ASSIGNED TASK: From top to bottom, each entry below must be reproduced exactly.
-------- EXTRACTED MATERIAL --------
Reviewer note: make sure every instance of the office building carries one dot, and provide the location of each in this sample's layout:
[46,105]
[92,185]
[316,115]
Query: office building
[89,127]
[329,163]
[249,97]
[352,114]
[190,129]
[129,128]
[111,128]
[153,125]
--------
EXERCISE SOLUTION:
Reviewer note: make sure every instance of the office building carries one dot, and provide the location of each in this sample's layout:
[46,105]
[92,185]
[316,115]
Query: office building
[89,127]
[329,163]
[249,97]
[352,114]
[190,129]
[129,128]
[111,128]
[153,125]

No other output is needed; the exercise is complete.